── PASSAGE TO READ ──

= Knez (Vlach leader) =

Hungarian and Balkan Vlach community leader

Knez or Kenez (cnez/cneaz or chinez; kenéz; kenezius, кнез) was one of the titles given to the leader of the Vlach communities in Wallachia and western Balkans during the Middle Ages.

==Terminology==
In the medieval Kingdom of Hungary, official documents, written in Latin, applied multiple terms when they mentioned the Vlach leaders (or chiefs) in the Kingdom of Hungary in the 13th and 14th centuries. The most widely used terms – kenezius and its variants – derived from the Slavic knyaz ("ruler"). The office was closely associated with communities living according to the "Vlach law", thus the term knez was replaced by the term scultetus in the northeastern regions, where German law prevailed. A territory subjected to the authority of a knez was known as keneziatus (or keneziate). Several keneziates formed a voivodate, which was subjected to a higher official, the voivode.

───
── LISTED ENTRIES ──

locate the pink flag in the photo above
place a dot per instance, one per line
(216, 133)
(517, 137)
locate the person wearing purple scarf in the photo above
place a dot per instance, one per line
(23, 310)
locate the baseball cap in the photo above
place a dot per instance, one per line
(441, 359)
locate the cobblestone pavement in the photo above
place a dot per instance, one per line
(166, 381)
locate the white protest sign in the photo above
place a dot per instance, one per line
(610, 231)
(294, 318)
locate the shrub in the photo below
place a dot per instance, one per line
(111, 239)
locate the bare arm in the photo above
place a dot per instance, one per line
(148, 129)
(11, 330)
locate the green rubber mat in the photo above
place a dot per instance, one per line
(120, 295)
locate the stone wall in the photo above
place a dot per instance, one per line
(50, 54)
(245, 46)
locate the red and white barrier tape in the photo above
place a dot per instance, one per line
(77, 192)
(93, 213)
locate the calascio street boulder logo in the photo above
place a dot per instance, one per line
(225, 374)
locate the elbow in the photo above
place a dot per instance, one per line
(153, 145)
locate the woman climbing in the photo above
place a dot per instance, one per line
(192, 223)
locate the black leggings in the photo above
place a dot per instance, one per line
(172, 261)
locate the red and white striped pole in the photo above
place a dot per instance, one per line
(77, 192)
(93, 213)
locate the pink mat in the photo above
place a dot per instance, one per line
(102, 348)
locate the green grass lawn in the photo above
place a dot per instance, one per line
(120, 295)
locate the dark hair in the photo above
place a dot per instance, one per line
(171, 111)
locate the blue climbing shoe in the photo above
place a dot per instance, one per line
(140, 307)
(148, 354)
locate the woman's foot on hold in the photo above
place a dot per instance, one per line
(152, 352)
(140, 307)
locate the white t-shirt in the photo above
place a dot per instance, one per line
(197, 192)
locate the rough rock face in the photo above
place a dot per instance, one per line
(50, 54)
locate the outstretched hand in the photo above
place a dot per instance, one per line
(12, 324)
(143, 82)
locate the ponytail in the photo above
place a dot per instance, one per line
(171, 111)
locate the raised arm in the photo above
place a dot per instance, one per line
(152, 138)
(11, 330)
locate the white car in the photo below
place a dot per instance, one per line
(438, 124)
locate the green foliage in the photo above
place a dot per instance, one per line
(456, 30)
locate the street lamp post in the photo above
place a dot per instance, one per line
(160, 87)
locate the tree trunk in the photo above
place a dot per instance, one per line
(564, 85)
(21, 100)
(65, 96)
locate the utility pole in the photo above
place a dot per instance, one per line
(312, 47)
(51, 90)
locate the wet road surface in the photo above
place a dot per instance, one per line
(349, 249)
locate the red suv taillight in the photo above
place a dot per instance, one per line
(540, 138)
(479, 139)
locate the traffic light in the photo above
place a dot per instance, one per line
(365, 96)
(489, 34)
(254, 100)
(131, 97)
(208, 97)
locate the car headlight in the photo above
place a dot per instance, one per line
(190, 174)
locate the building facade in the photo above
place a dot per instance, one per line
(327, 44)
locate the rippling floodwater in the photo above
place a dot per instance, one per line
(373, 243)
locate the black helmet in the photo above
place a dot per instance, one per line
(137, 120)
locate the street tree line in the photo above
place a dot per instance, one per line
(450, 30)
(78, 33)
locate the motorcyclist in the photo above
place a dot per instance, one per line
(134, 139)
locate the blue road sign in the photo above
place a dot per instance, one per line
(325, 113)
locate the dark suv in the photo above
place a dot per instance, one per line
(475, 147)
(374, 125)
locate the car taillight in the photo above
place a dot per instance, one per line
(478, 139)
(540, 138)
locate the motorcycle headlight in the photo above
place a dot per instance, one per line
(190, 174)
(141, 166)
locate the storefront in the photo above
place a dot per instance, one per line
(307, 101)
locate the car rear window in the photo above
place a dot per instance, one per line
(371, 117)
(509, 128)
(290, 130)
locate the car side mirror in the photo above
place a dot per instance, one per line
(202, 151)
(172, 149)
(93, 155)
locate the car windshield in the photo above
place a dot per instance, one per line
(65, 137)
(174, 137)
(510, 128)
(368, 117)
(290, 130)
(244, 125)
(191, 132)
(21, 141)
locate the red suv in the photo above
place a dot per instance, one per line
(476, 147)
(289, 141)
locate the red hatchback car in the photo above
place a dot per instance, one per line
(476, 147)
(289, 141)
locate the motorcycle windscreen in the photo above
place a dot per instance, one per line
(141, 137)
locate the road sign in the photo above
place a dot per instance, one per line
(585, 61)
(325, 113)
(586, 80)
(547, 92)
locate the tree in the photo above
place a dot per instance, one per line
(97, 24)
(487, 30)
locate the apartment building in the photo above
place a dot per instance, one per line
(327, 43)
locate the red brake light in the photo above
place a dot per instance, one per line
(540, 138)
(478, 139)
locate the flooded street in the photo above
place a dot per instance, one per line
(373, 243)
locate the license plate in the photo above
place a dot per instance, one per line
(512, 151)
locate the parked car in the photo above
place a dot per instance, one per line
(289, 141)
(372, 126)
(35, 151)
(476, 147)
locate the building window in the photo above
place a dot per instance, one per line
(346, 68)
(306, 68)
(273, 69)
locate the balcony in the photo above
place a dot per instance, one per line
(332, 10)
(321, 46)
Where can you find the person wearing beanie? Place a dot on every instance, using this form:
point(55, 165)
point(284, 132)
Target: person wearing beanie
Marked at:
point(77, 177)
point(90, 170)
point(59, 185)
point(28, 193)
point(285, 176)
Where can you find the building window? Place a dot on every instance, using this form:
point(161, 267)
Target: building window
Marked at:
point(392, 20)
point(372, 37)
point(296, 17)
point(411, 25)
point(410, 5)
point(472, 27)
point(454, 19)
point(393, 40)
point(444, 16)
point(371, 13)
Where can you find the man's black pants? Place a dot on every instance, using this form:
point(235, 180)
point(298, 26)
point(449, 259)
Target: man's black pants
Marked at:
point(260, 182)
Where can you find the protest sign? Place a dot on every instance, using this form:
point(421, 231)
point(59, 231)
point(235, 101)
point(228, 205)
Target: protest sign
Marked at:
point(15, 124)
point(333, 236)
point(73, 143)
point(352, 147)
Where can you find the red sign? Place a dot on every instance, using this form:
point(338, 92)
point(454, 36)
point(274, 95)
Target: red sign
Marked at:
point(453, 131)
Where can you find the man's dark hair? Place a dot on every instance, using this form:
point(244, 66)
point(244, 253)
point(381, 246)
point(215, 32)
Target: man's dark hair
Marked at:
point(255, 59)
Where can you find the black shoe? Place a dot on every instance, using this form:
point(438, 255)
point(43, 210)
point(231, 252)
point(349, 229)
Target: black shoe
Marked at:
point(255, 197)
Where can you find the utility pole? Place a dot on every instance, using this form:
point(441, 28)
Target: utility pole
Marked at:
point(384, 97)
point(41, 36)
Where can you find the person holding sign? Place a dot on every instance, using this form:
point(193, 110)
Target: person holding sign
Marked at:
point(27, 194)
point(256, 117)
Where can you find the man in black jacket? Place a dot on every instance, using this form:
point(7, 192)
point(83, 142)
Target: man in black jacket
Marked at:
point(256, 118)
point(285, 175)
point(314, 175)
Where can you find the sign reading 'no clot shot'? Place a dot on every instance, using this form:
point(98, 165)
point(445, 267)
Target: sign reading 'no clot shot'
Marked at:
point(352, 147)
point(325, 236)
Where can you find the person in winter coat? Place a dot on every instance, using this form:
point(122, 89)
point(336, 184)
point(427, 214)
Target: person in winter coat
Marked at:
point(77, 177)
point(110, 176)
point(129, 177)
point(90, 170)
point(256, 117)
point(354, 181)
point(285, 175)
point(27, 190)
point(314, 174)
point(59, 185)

───

▶ [TRY IT]: Please reproduce the entry on the knez, the Vlach leader, in full, word for word.

▶ [EXERCISE RESULT]:
= Knez (Vlach leader) =

Hungarian and Balkan Vlach community leader

Knez or Kenez (cnez/cneaz or chinez; kenéz; kenezius, кнез) was one of the titles given to the leader of the Vlach communities in Wallachia and western Balkans during the Middle Ages.

==Terminology==
In the medieval Kingdom of Hungary, official documents, written in Latin, applied multiple terms when they mentioned the Vlach leaders (or chiefs) in the Kingdom of Hungary in the 13th and 14th centuries. The most widely used terms – kenezius and its variants – derived from the Slavic knyaz ("ruler"). The office was closely associated with communities living according to the "Vlach law", thus the term knez was replaced by the term scultetus in the northeastern regions, where German law prevailed. A territory subjected to the authority of a knez was known as keneziatus (or keneziate). Several keneziates formed a voivodate, which was subjected to a higher official, the voivode.